● Aim:
Repeat the data below, replacing "arched window" with "arched doorway" and leaving everything else unchanged.

--- Data lines ---

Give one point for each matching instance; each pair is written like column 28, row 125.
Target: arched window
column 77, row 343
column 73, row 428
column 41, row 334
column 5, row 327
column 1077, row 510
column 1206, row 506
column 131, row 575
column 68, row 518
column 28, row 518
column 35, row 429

---

● Full answer:
Give one point for each matching instance; each pair is written like column 28, row 125.
Target: arched doorway
column 77, row 343
column 73, row 428
column 41, row 334
column 5, row 327
column 1077, row 510
column 1206, row 506
column 131, row 575
column 68, row 518
column 28, row 518
column 35, row 429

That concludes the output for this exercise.